Felak Sûresi’nde dört şeyden, Allah'a sığınmamız öğretilir. Bunlardan ilk ikisi şer/kötülük diğer ikisi ise şerli şahıslardır. Buna göre ilk ikisi yaratıkların şerriyle gecenin/karanlığın şerri. Diğer iki kişiden biri karanlık odaklar diğeri de hasedini düşmanlığa taşıyan zalimlerdir: "De ki: Sığınırım ben yükselen şafağın/felak'ın Rabbine; Yarattığı şeylerin kötülüğünden, karanlığı çöktüğü zaman gecenin şerrinden, karanlık odakların entrikalarından/düğümlere üfürüp büyü yapan üfürükçülerin şerrinden ve bir de haset ettiği zaman haset edenin şerrinden." (Felak, 113/1-5)
Sûrede bu hususlar belirtilmeden önce "Sabahın Rabb'ine iltica etmemiz özellikle belirtilir. Zira şerlerden ya da kötü insanların zararlarından korkmaktan ve çekinmekten daha önemli olan husus, Rabb'e sığınmanın önemini idraktir. Ona iltica etme ihtiyacı ve gereğini duymayan ve bunu anlamayan kimseler maddi-manevi tehlikelerden kendilerini tam olarak koruyamazlar.

> **Görev 1**
Felak Sûresi hakkındaki metne göre, sûrede kötülükler sayılmadan önce sabahın Rabbine sığınılmasının özellikle belirtilmesinin nedeni nedir? Bir ile üç cümle arasında açıklayın.
> **Görev 2**
Felak Sûresi hakkındaki metni son cümlesinden sonra aynı üslupla birkaç cümle daha ilerletin.

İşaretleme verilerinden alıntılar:
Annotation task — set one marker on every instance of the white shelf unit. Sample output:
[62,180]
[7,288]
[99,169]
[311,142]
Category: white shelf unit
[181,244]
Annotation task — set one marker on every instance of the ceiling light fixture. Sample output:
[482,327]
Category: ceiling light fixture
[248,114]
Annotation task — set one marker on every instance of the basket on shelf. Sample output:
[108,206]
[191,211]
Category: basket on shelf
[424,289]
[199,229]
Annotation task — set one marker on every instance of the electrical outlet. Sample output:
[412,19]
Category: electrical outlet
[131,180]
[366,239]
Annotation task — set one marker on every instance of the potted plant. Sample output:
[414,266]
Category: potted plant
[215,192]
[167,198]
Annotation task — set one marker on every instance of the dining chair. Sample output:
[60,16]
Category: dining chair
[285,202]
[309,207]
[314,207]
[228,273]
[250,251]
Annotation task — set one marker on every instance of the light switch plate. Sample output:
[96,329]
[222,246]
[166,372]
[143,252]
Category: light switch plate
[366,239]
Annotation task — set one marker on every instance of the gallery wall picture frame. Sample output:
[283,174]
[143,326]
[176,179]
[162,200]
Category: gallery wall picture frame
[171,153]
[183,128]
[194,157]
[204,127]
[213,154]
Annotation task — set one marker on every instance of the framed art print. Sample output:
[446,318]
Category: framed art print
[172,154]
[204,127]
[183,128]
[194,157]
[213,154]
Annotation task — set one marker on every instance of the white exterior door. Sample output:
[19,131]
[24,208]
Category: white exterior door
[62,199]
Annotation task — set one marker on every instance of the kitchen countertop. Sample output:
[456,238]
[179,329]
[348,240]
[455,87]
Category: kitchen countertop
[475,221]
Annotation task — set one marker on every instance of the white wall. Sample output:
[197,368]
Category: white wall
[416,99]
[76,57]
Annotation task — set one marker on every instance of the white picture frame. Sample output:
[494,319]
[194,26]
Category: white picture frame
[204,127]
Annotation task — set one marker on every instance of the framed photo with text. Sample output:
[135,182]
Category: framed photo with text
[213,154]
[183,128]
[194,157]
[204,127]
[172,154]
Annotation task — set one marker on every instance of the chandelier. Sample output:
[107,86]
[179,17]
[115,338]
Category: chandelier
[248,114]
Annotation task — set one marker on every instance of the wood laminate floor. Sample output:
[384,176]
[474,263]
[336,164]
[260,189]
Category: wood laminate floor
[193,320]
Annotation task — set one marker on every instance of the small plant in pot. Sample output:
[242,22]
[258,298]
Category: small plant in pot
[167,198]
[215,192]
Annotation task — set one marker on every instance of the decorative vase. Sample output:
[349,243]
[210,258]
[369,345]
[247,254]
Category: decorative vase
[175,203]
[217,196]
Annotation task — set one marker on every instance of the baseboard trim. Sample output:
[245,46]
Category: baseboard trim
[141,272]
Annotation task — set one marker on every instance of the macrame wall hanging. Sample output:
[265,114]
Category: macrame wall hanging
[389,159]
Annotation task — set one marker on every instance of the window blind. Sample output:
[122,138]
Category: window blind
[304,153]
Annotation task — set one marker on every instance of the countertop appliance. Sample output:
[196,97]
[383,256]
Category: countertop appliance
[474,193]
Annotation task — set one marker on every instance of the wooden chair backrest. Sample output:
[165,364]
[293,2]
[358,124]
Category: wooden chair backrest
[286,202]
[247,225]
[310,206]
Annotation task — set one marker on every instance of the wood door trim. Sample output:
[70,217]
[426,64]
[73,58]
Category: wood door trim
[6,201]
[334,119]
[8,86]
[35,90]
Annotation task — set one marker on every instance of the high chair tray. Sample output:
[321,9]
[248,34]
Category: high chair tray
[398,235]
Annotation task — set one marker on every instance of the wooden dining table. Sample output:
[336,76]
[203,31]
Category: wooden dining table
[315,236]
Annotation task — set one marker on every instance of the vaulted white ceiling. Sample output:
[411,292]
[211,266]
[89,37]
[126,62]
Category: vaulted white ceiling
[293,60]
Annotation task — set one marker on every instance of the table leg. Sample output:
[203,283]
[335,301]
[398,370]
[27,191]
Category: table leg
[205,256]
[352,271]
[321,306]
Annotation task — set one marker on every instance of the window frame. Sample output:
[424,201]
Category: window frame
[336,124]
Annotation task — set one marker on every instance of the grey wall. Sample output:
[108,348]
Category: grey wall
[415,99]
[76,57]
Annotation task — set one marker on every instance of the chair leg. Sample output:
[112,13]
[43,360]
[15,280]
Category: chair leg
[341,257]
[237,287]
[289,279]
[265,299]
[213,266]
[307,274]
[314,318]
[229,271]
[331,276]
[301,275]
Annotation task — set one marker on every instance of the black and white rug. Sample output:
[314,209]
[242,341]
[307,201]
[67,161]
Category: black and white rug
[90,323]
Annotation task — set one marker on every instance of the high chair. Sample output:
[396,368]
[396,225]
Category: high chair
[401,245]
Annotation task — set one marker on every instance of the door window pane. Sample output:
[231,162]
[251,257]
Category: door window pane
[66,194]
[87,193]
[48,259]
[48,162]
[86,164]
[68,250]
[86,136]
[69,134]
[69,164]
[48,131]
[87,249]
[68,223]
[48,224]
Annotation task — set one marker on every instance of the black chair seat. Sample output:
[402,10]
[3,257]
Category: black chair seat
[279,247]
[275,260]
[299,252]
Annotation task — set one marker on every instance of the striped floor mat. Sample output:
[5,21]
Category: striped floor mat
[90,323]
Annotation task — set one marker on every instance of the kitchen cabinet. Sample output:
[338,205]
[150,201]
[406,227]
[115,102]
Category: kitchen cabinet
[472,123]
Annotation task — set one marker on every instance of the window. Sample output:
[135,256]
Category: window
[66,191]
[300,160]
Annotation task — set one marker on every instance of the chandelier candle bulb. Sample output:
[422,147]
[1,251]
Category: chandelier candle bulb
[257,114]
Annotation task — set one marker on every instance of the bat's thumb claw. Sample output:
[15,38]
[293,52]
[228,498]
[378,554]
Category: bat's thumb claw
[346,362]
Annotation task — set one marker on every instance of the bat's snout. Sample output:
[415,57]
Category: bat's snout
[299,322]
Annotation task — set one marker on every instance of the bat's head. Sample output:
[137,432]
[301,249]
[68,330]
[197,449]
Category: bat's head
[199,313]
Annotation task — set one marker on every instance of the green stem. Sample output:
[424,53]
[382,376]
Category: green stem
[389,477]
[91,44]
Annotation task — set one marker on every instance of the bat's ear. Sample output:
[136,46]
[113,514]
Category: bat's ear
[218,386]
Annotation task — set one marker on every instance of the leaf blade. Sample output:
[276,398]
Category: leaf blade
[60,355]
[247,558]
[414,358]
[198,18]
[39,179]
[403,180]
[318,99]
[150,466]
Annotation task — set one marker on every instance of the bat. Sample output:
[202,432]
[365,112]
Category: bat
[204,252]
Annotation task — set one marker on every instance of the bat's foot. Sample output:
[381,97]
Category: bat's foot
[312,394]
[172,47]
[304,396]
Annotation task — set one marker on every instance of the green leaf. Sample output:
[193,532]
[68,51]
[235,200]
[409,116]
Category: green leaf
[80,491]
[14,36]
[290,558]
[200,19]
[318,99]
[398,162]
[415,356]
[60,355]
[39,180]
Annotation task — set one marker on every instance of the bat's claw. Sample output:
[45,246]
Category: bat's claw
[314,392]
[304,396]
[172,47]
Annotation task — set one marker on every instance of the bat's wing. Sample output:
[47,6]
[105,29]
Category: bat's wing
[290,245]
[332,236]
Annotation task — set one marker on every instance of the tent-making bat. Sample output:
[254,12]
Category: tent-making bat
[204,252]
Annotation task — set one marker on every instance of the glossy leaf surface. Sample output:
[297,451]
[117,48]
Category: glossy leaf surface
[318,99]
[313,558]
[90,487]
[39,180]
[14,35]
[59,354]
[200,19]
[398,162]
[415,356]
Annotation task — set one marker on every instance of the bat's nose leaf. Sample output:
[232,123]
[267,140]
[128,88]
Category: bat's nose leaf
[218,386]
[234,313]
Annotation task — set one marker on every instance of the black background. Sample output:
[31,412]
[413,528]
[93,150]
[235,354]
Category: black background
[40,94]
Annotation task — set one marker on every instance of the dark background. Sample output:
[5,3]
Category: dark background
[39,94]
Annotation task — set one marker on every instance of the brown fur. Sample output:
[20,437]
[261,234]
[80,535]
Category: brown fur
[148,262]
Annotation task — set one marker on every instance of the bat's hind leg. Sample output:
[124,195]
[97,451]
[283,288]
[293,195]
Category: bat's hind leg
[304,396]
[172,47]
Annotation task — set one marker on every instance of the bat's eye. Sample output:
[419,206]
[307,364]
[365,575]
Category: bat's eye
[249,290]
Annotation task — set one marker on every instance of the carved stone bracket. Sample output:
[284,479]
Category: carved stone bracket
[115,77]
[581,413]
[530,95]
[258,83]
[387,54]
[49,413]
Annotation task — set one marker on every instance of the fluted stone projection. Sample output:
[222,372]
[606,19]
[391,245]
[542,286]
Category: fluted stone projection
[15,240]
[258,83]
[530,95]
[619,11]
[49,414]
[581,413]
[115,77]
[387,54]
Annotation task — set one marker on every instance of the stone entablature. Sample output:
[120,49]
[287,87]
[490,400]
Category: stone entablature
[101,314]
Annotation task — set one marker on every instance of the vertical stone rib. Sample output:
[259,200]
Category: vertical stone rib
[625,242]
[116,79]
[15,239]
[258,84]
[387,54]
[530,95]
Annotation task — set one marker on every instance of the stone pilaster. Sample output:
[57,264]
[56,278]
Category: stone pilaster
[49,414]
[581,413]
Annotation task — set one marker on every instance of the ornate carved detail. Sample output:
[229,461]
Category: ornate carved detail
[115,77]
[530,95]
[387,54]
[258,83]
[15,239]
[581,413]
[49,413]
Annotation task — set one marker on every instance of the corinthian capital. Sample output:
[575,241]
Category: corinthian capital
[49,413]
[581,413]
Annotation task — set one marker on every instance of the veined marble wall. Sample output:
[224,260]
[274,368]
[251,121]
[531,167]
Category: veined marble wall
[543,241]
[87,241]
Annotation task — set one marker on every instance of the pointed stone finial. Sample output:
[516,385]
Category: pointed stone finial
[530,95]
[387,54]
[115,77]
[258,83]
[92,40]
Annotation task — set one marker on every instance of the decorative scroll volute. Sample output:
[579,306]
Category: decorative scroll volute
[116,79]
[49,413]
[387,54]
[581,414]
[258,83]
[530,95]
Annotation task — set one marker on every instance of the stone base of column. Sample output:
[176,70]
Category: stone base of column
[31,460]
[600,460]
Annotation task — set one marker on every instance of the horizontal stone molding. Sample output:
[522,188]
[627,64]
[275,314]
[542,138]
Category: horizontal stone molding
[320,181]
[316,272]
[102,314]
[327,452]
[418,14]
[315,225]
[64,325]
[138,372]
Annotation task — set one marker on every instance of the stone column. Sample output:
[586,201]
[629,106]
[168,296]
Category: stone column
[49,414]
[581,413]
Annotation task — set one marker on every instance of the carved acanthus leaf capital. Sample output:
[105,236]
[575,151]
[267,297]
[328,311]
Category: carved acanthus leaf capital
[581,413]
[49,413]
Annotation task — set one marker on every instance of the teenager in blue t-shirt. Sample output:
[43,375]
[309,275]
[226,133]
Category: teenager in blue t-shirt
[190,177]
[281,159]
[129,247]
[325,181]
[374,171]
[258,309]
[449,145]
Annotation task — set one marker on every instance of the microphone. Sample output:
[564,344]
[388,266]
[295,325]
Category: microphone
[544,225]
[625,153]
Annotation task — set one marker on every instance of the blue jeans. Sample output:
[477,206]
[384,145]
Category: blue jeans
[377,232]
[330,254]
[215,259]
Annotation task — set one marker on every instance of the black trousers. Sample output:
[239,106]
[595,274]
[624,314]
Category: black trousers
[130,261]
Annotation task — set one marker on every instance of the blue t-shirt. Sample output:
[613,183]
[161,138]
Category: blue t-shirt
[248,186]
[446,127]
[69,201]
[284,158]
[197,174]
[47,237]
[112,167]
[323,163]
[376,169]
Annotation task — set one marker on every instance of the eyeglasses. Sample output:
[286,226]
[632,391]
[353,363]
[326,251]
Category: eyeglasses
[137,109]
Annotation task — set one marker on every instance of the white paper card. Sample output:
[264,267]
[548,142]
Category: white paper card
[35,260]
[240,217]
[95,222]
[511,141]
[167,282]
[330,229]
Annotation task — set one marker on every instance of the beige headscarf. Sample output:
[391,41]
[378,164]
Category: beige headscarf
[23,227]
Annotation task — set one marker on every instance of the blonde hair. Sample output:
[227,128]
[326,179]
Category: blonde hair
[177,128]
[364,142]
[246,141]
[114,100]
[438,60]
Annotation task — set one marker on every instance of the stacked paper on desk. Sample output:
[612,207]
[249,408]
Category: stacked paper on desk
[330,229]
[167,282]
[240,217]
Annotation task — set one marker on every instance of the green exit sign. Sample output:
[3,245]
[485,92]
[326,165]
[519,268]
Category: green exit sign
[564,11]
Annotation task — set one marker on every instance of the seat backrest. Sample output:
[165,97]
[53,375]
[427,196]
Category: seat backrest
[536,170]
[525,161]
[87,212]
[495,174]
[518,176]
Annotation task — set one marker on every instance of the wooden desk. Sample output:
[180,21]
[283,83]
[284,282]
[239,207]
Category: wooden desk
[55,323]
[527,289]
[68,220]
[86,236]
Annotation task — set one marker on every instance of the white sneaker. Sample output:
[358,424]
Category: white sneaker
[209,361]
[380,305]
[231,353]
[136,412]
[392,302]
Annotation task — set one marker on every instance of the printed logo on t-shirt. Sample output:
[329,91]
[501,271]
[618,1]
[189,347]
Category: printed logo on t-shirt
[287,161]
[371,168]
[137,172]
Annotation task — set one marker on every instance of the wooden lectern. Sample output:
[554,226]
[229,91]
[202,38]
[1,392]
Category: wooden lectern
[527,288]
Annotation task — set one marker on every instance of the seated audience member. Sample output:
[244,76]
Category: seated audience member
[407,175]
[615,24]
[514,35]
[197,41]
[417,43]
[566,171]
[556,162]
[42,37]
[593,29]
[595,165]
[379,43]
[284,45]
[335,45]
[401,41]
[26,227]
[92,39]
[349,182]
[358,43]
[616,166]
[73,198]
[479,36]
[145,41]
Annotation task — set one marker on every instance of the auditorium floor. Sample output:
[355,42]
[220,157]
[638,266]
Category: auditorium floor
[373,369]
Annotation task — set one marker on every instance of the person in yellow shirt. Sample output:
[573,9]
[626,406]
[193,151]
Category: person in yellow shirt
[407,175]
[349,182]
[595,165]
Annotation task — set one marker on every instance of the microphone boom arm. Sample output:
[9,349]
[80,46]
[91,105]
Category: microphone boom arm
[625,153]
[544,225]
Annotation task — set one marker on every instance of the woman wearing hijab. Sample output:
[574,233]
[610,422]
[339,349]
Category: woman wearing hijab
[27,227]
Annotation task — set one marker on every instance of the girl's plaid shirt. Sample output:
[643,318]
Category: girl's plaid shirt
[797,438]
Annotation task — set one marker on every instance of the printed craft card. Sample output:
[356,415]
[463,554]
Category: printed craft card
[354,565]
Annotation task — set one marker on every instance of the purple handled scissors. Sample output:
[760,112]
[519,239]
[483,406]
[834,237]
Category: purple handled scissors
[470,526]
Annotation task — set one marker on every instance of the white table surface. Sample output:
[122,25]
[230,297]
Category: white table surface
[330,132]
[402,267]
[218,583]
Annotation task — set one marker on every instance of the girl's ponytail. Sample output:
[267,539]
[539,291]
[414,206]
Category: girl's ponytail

> **Alıştırma cevabı 1**
Şerlerden ya da kötü insanların zararlarından korkup çekinmekten daha önemli olan, Rabbe sığınmanın önemini kavramaktır. Ona sığınma ihtiyacını ve gereğini duymayan, bunu anlamayan kimseler kendilerini maddi ve manevi tehlikelerden tam olarak koruyamazlar.

> **Alıştırma cevabı 2**
Yükselen şafağın Rabb'ine sığınmak
Sûrenin ilk ayetinde geçen "Felak" kelimesi, Arapça'da "yarmak, ayırmak" demektir. İsim olarak ise şafak vaktini ifade eder. Fakat burada "felak" kelimesini sadece karanlığı yararak ortaya çıkan şafak anlamıyla sınırlamak isabetli olmaz. Zira "Felak'ın Rabb'i" isim tamlaması olarak, geceyi yarıp içinden gündüzü ortaya çıkarmak anlamının yanında tohumun çatlatılması, tomurcuğun açtırılması ve hücrenin bölünerek çoğaltılması, yumurtanın kırılıp içinden çeşitli canlıların çıkması gibi kırılma, çatlama, yarılma ve patlama sonrasında ortaya çıkan bütün oluşumları ve doğumları da ifade eder. Hâlık-ı zülcelal, mikro ve makro alemdeki bütün mahlukatı mutlak iradesiyle planlayan, hikmetle yaratan ve idare eden "Felak'ın Rabbi'dir." Kur'ân'ın beyanıyla O, "Taneleri, ve çekirdekleri yaran/pörtleten Allah'tır. O, ölüden diriyi, diriden de ölüyü çıkarır…" (En'âm, 6/95) "Karanlığı yarıp, tan yerini ağartan da O'dur…" (En'âm, 6/96) Bu ayete göre "Rabbu'l-felak", "Fâliku'l-isbâh" yani gecenin karanlıklarını yarıp içinden sabahı ortaya çıkarandır.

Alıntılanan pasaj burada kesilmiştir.